(Point annotations for photos)
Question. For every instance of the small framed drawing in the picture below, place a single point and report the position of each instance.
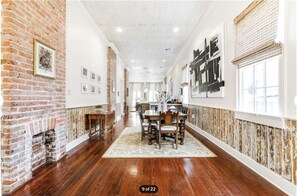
(44, 60)
(93, 76)
(84, 72)
(98, 78)
(84, 88)
(92, 90)
(98, 90)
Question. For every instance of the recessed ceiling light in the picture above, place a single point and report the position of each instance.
(175, 29)
(119, 30)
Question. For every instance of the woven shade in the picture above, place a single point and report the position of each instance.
(256, 32)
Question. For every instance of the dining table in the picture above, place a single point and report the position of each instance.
(153, 115)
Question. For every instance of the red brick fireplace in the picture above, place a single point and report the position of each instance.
(34, 114)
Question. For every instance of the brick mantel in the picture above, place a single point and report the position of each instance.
(32, 104)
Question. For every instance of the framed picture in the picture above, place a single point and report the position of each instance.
(84, 72)
(93, 76)
(113, 86)
(84, 88)
(98, 78)
(44, 60)
(92, 90)
(98, 90)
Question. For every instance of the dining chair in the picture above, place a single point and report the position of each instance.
(167, 126)
(145, 126)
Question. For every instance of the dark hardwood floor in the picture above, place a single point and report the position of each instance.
(84, 172)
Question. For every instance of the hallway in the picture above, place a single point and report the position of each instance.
(84, 172)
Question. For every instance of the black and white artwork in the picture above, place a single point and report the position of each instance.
(44, 60)
(206, 69)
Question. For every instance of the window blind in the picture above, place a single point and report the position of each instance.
(256, 32)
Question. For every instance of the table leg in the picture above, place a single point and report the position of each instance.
(149, 130)
(90, 128)
(182, 132)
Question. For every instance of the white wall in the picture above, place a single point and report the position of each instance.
(224, 13)
(86, 46)
(145, 77)
(220, 13)
(290, 62)
(120, 81)
(120, 74)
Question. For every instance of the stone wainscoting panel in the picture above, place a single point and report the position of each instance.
(272, 147)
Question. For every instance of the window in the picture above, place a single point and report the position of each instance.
(259, 87)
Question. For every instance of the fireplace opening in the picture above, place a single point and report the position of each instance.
(43, 148)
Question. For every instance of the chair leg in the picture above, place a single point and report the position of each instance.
(159, 139)
(176, 140)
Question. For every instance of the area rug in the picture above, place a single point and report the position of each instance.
(129, 145)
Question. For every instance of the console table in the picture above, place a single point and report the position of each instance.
(105, 120)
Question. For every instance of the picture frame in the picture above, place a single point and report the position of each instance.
(84, 72)
(92, 76)
(44, 60)
(98, 78)
(84, 88)
(92, 89)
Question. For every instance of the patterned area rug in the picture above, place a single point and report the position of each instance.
(129, 145)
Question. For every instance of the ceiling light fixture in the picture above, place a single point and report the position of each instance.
(119, 30)
(175, 29)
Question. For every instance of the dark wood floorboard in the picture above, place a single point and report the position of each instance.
(84, 172)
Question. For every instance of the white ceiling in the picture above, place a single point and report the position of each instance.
(147, 29)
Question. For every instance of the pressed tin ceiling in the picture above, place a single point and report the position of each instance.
(148, 34)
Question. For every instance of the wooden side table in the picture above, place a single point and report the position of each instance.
(105, 120)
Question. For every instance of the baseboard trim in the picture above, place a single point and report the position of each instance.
(76, 142)
(270, 176)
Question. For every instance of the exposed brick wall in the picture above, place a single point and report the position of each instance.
(111, 79)
(76, 121)
(31, 103)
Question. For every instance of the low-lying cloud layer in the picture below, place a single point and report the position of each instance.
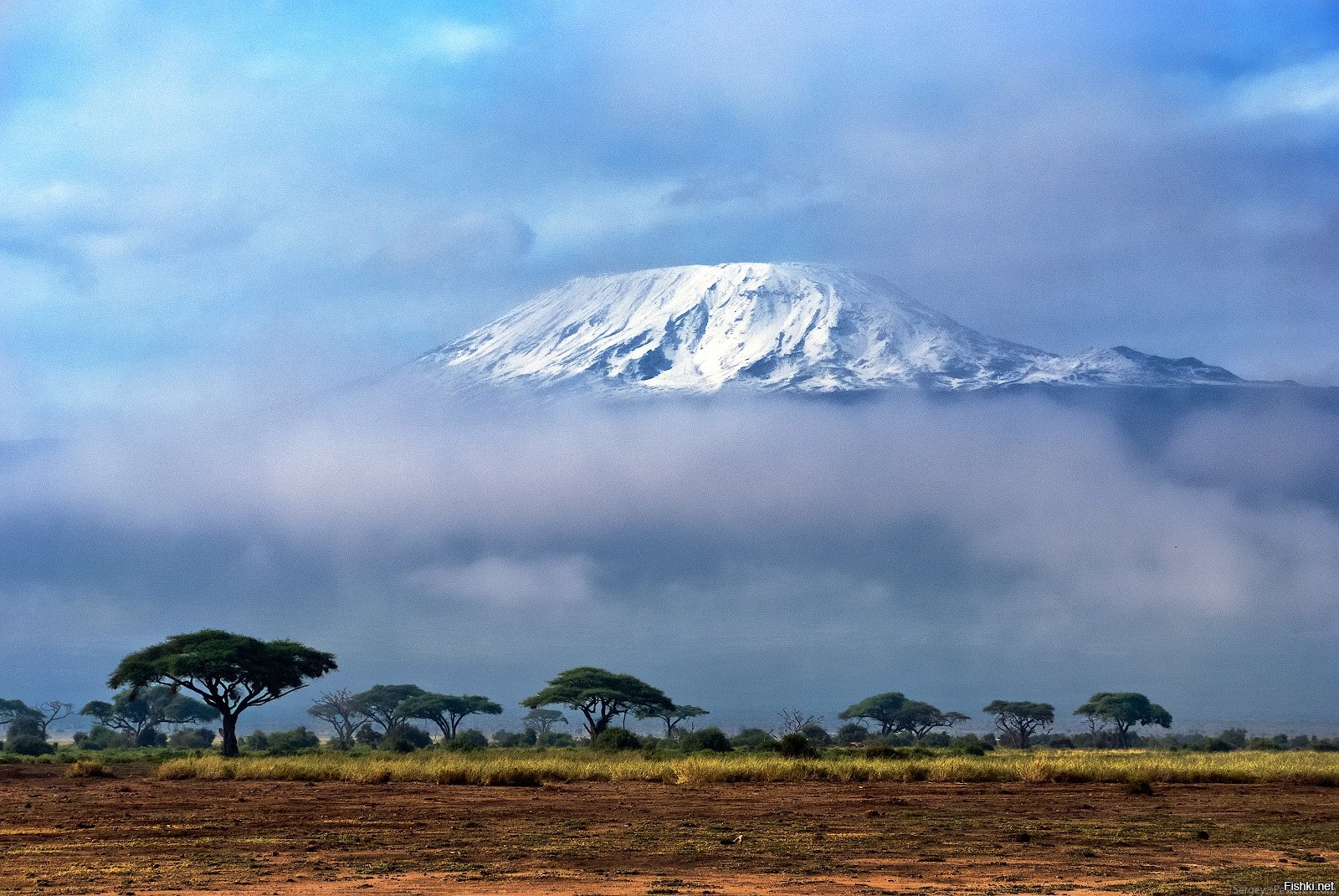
(745, 553)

● **Task requirements**:
Exclude the pictures and repeat every other part of the records word for word.

● **Response**:
Question. For every instance of the small framed drawing in the picture below, place a single point and report the position of each instance.
(44, 60)
(93, 76)
(84, 72)
(98, 78)
(84, 88)
(92, 90)
(98, 90)
Question. For every instance of the recessed ceiling light in the picture above, place a single point and report the position of each instance.
(175, 29)
(119, 30)
Question. For every instance of the woven shade in the picture above, place a single point and report the position of each instance.
(256, 32)
Question. For every instance of the dining table in the picture above, place a single point and report the position of each instance.
(153, 115)
Question. For every instance of the red brick fireplace in the picture above, place a single point and report the position of each instance.
(34, 114)
Question. For every instance of the brick mantel in the picture above, place a single point and report the position of each instance.
(32, 104)
Question. For every instance of the framed picture in the picture above, place a single point and report the position of each instance.
(84, 72)
(93, 76)
(113, 86)
(84, 88)
(98, 78)
(44, 60)
(92, 90)
(98, 90)
Question. For every instance of the dining chair in the picture above, place a single point and report the position of each instance.
(167, 126)
(145, 126)
Question. For every instance of the dark hardwood floor in the picture above, place a single point and report the position of each instance.
(84, 172)
Question. For every instance of the hallway in the picture above, place a single point and report the position of each instance.
(84, 172)
Question. For every instance of the black and white artwork in the picture above, place a single point and report the position of each instance.
(44, 60)
(206, 69)
Question. For every instance of the window blind in the picture above, place a single point and report the position of each instance.
(256, 32)
Question. For every instance of the table leg in the picture above, place a single point and report the position of each instance.
(149, 130)
(90, 128)
(182, 132)
Question. For every instance of the white wall in the picture above, place a single point and report the position of each instance.
(224, 13)
(86, 46)
(145, 77)
(220, 13)
(290, 62)
(120, 81)
(120, 74)
Question. For every instance of the stone wainscoting panel in the picture above, place a single point and report the position of each instance.
(272, 147)
Question. For every instance of the window in the picture above, place a single point and report the position of each instance.
(259, 87)
Question. For every instance of the fireplace opening in the picture above, place a single point and report the position of each instance.
(43, 148)
Question. For every instance of the chair leg in the picture above, place a single point and report the position of each instance.
(159, 139)
(176, 140)
Question. For every instance of the area rug in the picture above, place a single point and report the position of each instance.
(129, 145)
Question. For every instance of the console table in the picture above, place a single point and report the position of each instance.
(105, 120)
Question. For every instance of the picture frame in the picture above, place a single point and report the position of each instance.
(84, 72)
(92, 76)
(44, 60)
(98, 78)
(84, 88)
(92, 89)
Question. For every instance of the patterned area rug in the picture above, place a single point and report the position of each instance.
(129, 145)
Question. For every instance of the ceiling light fixture in the picture above, place a single point and report the position of each instance.
(119, 30)
(175, 29)
Question. For every instance of the dark wood floorboard in the picture above, place a single point and report the position of each instance.
(84, 172)
Question. For every instance of the white ceiling in the picture above, place a single point and report the position of each instance.
(147, 29)
Question. For every instance of the pressed tin ceiling in the picture above, place a single point and report the position of each instance.
(148, 34)
Question. For every instance of the wooden side table in the picture above, place a single point and report the position of each instance.
(105, 120)
Question. For every instance of the baseboard trim in the picture above, place a single point and report the position of each instance.
(76, 142)
(270, 176)
Question. For every instance of the exposed brick wall in the picture above, place a single point and report the position of each instance.
(111, 79)
(76, 121)
(31, 103)
Question. For every instance of the low-lying cloud layer in the picture below, place a single point and report the position of each instance.
(745, 553)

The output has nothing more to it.